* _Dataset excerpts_
######

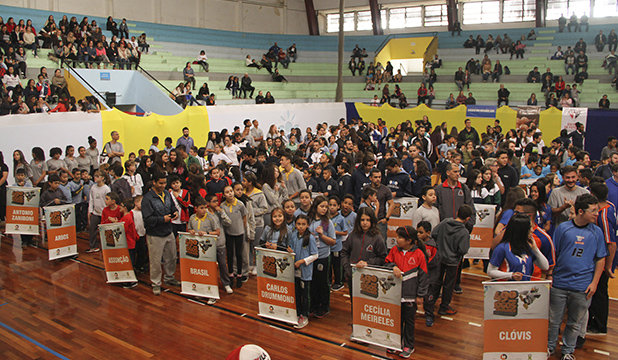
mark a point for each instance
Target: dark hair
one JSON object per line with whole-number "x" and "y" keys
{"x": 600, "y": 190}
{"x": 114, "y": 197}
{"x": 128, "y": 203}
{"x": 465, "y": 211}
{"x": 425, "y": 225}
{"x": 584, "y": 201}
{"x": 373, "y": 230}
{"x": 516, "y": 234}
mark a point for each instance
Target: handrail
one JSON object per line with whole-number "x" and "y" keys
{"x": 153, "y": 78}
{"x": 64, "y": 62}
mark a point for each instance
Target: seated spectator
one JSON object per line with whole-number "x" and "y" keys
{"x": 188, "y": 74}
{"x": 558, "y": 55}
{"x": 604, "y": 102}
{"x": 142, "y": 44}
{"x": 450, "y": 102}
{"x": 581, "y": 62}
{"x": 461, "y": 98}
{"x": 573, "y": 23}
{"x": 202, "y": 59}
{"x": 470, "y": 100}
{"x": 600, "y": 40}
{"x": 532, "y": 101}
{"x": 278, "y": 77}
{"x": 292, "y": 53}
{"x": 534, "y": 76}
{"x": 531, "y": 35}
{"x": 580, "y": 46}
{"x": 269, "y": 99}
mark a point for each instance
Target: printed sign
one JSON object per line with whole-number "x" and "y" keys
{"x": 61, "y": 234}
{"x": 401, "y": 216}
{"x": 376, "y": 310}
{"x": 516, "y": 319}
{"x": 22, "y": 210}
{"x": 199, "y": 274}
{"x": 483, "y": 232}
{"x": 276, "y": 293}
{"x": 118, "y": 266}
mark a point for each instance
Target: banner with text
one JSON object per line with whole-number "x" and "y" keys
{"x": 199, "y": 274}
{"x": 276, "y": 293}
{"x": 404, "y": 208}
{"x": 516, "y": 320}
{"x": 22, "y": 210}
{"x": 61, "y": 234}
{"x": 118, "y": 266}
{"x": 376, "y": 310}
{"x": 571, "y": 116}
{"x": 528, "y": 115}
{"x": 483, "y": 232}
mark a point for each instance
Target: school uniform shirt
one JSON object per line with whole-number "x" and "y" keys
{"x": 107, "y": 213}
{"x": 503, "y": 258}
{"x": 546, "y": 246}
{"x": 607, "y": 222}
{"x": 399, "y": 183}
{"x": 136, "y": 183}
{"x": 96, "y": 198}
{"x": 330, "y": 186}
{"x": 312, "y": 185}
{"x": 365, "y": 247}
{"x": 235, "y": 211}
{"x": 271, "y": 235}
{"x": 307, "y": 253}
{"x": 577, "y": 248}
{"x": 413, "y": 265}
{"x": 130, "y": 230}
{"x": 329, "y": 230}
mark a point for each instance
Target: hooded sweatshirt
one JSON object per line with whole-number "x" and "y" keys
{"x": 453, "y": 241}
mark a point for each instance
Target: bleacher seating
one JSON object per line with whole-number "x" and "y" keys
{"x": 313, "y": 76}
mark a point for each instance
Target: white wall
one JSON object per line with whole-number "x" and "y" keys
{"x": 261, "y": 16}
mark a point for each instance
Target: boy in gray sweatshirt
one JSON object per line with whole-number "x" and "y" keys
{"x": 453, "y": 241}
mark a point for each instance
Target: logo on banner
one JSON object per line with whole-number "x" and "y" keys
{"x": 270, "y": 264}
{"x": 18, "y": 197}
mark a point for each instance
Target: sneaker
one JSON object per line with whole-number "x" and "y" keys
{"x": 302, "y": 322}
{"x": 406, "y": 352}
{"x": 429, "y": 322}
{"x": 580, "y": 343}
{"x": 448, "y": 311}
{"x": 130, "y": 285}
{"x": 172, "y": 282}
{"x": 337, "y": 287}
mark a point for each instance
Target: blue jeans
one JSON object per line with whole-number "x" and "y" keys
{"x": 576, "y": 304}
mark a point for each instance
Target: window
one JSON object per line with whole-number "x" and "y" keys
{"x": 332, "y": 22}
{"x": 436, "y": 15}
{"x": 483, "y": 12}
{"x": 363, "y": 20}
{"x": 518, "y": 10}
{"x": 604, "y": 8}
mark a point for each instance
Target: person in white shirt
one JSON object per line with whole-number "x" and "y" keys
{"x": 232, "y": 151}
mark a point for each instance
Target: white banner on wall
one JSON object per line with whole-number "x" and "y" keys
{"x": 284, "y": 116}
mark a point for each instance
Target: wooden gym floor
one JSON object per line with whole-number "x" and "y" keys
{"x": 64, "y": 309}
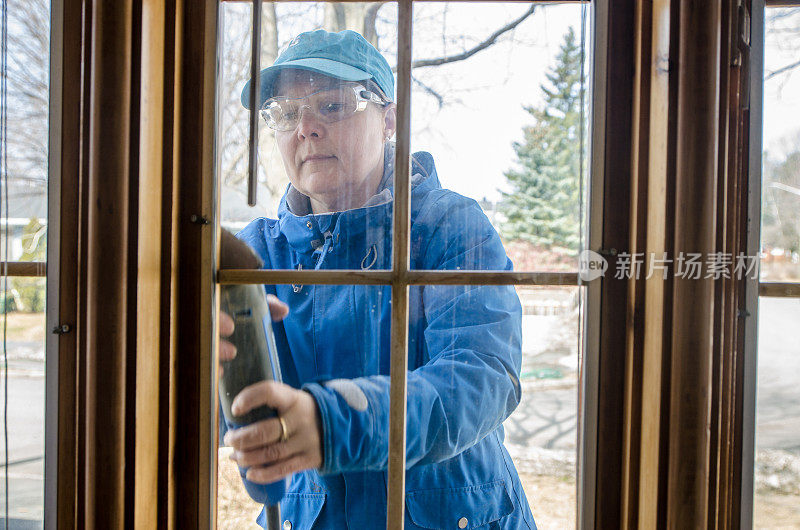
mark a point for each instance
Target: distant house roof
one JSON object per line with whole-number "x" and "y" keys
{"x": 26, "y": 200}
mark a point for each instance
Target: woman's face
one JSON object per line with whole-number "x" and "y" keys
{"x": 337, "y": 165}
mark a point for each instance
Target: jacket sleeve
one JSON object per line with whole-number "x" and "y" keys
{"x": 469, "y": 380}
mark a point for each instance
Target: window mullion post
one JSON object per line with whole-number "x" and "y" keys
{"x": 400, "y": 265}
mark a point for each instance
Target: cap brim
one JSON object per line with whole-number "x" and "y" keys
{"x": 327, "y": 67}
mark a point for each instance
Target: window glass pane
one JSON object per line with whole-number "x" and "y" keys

######

* _ABOUT THIS TASK_
Each entry above should be returned exactly as written, minus its pictures.

* _YOUR RESPONSE_
mark a point for each instance
Target: dark hair
one JSON object per line with whole-number "x" and "y" keys
{"x": 600, "y": 190}
{"x": 114, "y": 197}
{"x": 128, "y": 203}
{"x": 465, "y": 211}
{"x": 425, "y": 225}
{"x": 584, "y": 201}
{"x": 373, "y": 230}
{"x": 516, "y": 234}
mark a point for each instance
Target: handrail
one JSON object per line with whole-number "x" and "y" keys
{"x": 153, "y": 78}
{"x": 64, "y": 62}
mark a point for each instance
Target: seated spectator
one JSON object per line with whole-number "x" and "y" keys
{"x": 188, "y": 74}
{"x": 558, "y": 55}
{"x": 604, "y": 102}
{"x": 142, "y": 44}
{"x": 450, "y": 102}
{"x": 581, "y": 62}
{"x": 461, "y": 98}
{"x": 573, "y": 23}
{"x": 202, "y": 59}
{"x": 470, "y": 100}
{"x": 600, "y": 40}
{"x": 532, "y": 101}
{"x": 278, "y": 77}
{"x": 292, "y": 53}
{"x": 534, "y": 76}
{"x": 531, "y": 35}
{"x": 580, "y": 46}
{"x": 269, "y": 99}
mark a point for each instance
Target: printed sign
one JSON object per line with whole-number "x" and "y" keys
{"x": 61, "y": 234}
{"x": 401, "y": 216}
{"x": 376, "y": 310}
{"x": 516, "y": 319}
{"x": 22, "y": 210}
{"x": 199, "y": 274}
{"x": 483, "y": 232}
{"x": 276, "y": 293}
{"x": 118, "y": 266}
mark a point for each instance
Target: banner with text
one JSON object per line with whole-number "x" and "y" keys
{"x": 199, "y": 274}
{"x": 276, "y": 293}
{"x": 404, "y": 208}
{"x": 516, "y": 320}
{"x": 22, "y": 210}
{"x": 61, "y": 234}
{"x": 118, "y": 266}
{"x": 376, "y": 310}
{"x": 571, "y": 116}
{"x": 528, "y": 115}
{"x": 483, "y": 232}
mark a point for each instance
Target: school uniform shirt
one JSON object per line with whole-number "x" and "y" keys
{"x": 107, "y": 213}
{"x": 503, "y": 258}
{"x": 546, "y": 246}
{"x": 607, "y": 222}
{"x": 399, "y": 183}
{"x": 136, "y": 183}
{"x": 96, "y": 198}
{"x": 330, "y": 186}
{"x": 312, "y": 185}
{"x": 365, "y": 247}
{"x": 235, "y": 211}
{"x": 271, "y": 235}
{"x": 307, "y": 253}
{"x": 577, "y": 248}
{"x": 413, "y": 265}
{"x": 130, "y": 230}
{"x": 329, "y": 230}
mark a point for each instance
Target: hooded sweatshirt
one JSON object per line with whole-number "x" and "y" keys
{"x": 453, "y": 241}
mark a point for each instance
Target: bleacher seating
one JSON object per line with whole-number "x" and "y" keys
{"x": 313, "y": 76}
mark a point for each instance
Target: white wall
one JSON object per line with whole-number "x" and "y" keys
{"x": 261, "y": 16}
mark a point for each instance
Target: boy in gray sweatshirt
one JSON object per line with whole-number "x" and "y" keys
{"x": 453, "y": 241}
mark a point for each instance
Target: logo on banner
one JSON object per line with whole-number "x" and "y" keys
{"x": 270, "y": 264}
{"x": 18, "y": 197}
mark a point for each instance
Target: sneaker
one JSON object per line with whole-number "x" and "y" keys
{"x": 302, "y": 322}
{"x": 406, "y": 352}
{"x": 429, "y": 322}
{"x": 580, "y": 343}
{"x": 448, "y": 311}
{"x": 130, "y": 285}
{"x": 172, "y": 282}
{"x": 337, "y": 287}
mark a point for each instance
Target: blue jeans
one JSON object per line with whole-number "x" and "y" keys
{"x": 576, "y": 304}
mark a point for each instance
Target: window
one JSON object per line with whole-number "x" and "y" keys
{"x": 332, "y": 22}
{"x": 436, "y": 15}
{"x": 483, "y": 12}
{"x": 363, "y": 20}
{"x": 518, "y": 10}
{"x": 604, "y": 8}
mark a point for each instance
Target: person in white shirt
one JSON object per line with whole-number "x" and "y" keys
{"x": 232, "y": 151}
mark a point for each instance
Target: white banner on wall
one JSON object per line with whole-number "x" and "y" keys
{"x": 284, "y": 116}
mark a point for each instance
Target: wooden gym floor
one JSON object per line with whole-number "x" and "y" keys
{"x": 64, "y": 309}
mark a point for each instance
Target: distant house roof
one JSON object per line with whole-number "x" and "y" keys
{"x": 26, "y": 200}
mark a point for each instance
Target: woman's face
one JSON object per line with whole-number "x" and "y" keys
{"x": 337, "y": 165}
mark a point for each instance
Target: jacket sleeve
one JSON object per line with whole-number "x" and "y" keys
{"x": 469, "y": 380}
mark a point for each instance
Target: window mullion post
one JSON object per line with whole-number "x" and "y" keys
{"x": 400, "y": 265}
mark a point for each instance
Target: cap brim
one JSON object per line with whole-number "x" and "y" keys
{"x": 327, "y": 67}
mark a point for each instance
Target: window glass pane
one JSON object per line with whole-number "x" and "y" keys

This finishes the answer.